_正文_:
-- -- --
2.体外模拟角膜上皮生长、分化的微环境,对不同方法提取的人ADSCs进行单独/联合诱导,探讨其向角膜上皮样细胞分化的潜在能力,及诱导分化的可行途径。
方法:
1.改良方法分离、纯化人ADSCs,使用改良的体外扩增培养液进行体外培养。
2.MTT法测定ADSCs增殖曲线。流式细胞仪检测传3~5代的CD29、CD34、CD49d、CD105、CD106表达率。进行成脂、成骨多向诱导,2周后用油红O及碱性磷酸酶法鉴定分化能力。对2种性状提取之细胞的表型及增殖、分化能力进行比较。
3.应用CFDA SE标记人ADSCs。采用组织块培养法体外提取大鼠角膜上皮细胞,并制作无上皮、内皮细胞的大鼠角膜基质,用于ADSCs的联合诱导。
4.CFDA SE标记的人ADSCs与大鼠角膜上皮细胞各自爬片,并列培养于同一体系,观察人ADSCs迁徙情况。
5.在不同培养液体系(角质细胞培养体系、间充质细胞体外扩充培养体系及上述二者等积混合的中间体系)内添加梯度浓度0~50ng/mL EGF,及50ng/mL EGF基础上添加的10,20ng/mLbFGF,对ADSCs进行单独诱导。采取光镜、电镜、免疫组织化学染色、免疫荧光染色的手段,观察诱导21d后ADSCs形态学的改变及角膜特异性蛋白AE5(CK3/CK12)的表达情况,比较不同培养体系及不同浓度生长因子对ADSCs诱导作用的差异。
6.在Transwell体系上层放置大鼠角膜上皮细胞或角膜基质,下层放置人ADSCs,选择不添加/添加40ng/mL EGF的角质细胞培养体系对人ADSCs进行联合诱导,采用免疫荧光染色法观察诱导30d后ADSCs细胞角蛋白谱AE1和角膜特异性蛋白AE5的表达情况,比较添加/不添加EGF、单独诱导/角膜上皮细胞联合诱导/角膜基质联合诱导对人ADSCs诱导成功率的差异。
7.单独诱导2种性状提取的ADSCs,比较诱导后30d二者AE1、AE5阳性率差异。
结果:
1.不论脂肪块还是脂肪悬液,均可通过上述方法获取大量高纯度的ADSCs。但后者的操作流程更为省时、省力,获取的细胞量相对较多。流式细胞仪测定传3代至传5代的ADSCs,两个不同供体性状的细胞均为CD34~-、CD106~-、CD29~+、CD49d~+、CD105~+。皮下组织块来源的ADSCs传3代的表型CD29~+、CD49d~+细胞分别占82.5%和8.0%,传至5代逐渐增加为89.4%、70.1%;CD105~+细胞则稳定于80%左右。吸脂术提取的ADSCs传3~5代的表型较为稳定,CD29~+、CD49d~+、CD105~+表达分别在99%、40%、80%左右,与皮下组织块组比较,传3~5代的CD29和传5代的CD49d阳性率有统计学差异(P<0.01)。MTT比色法显示,ADSCs增殖活性随传代次数增加而增加。另外,ADSCs分别进行成脂/成骨体外诱导,2周后油红O、碱性磷酸酶染色,均见阳性结果,皮下组织块组2者阳性率分别为81.6%、26.5%,吸脂术组为64.6%、29.3%。
-- -- --
(数据项)

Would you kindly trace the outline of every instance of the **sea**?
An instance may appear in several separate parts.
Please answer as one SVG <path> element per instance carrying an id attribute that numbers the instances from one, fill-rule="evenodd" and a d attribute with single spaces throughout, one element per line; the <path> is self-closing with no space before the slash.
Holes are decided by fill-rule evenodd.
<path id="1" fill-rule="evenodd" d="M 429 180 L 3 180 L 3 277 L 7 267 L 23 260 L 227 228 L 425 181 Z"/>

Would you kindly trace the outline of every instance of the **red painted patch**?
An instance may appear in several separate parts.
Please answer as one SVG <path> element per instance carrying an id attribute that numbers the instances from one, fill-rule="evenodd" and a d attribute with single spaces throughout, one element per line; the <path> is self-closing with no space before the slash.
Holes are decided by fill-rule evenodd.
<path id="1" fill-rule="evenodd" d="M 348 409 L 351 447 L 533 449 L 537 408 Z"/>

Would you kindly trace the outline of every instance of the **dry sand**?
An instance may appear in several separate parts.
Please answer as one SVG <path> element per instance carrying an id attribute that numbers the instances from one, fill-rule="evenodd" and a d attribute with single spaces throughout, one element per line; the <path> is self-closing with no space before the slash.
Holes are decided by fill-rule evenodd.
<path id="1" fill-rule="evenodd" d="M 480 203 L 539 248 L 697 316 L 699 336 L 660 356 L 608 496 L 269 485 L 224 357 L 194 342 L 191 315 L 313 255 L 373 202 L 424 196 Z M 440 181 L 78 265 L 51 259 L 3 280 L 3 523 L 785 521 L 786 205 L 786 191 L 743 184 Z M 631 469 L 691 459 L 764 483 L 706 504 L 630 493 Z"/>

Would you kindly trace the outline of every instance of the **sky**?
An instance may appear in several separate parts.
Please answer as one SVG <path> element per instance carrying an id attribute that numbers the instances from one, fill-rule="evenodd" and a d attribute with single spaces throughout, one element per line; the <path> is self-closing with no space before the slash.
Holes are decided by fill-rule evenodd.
-- -- --
_任务要求_: 根据正文,皮下组织块来源的ADSCs传3代时,CD29~+细胞所占比例是多少? 请只依据正文作答。

_你的回答_: 82.5%。